*Required action 1:*
Rewrite the ESG investing passage starting at "Research shows that" and ending at "than lofty principles.", replacing "baby boomers" with "older investors".
*Required action 2:*
According to the ESG investing passage, who led the research on younger investors?

--- Source passage Enclosed Below ---

Research shows that younger investors are turning their backs on firms that tout trendy environmental, social, and governance (ESG) efforts — which is often mocked as 'woke capitalism.'

A survey of some 1,000 investors found that millennial and Gen Z respondents had started to allocate their money more like baby boomers, who are keener on turning a profit than lofty principles.

It comes as social media influencers discuss ESG on TikTok and question whether it makes good returns or amounts to little more than greenwashing.

Prof David Larcker, of Stanford Graduate School of Business, who led the research, said support for ESG values among younger investors fell by 'double-digit percentages' between 2022 and 2023.

Previously, young investors said they were 'very concerned about environmental and social issues' and wanted their fund managers to push 'for change, even if it meant a loss of personal wealth,' said Larcker. That 'sentiment has changed dramatically,' he added.

--- End of Enclosed Source passage ---
--- Supplied data Enclosed Below ---

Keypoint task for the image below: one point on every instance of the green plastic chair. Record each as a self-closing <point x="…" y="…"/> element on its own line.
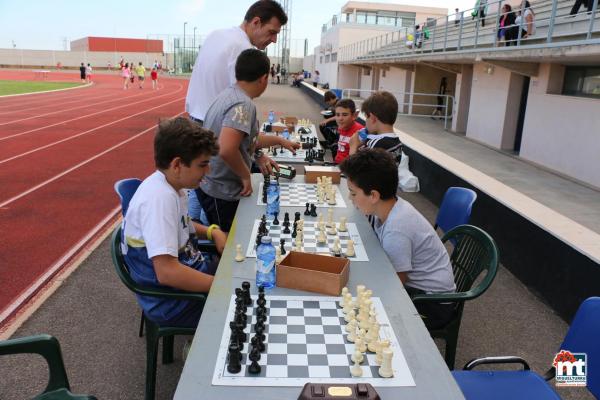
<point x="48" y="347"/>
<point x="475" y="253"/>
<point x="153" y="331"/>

--- End of Enclosed Supplied data ---

*Result 1:*
Research shows that younger investors are turning their backs on firms that tout trendy environmental, social, and governance (ESG) efforts — which is often mocked as 'woke capitalism.'

A survey of some 1,000 investors found that millennial and Gen Z respondents had started to allocate their money more like older investors, who are keener on turning a profit than lofty principles.

*Result 2:*
Prof David Larcker, of Stanford Graduate School of Business.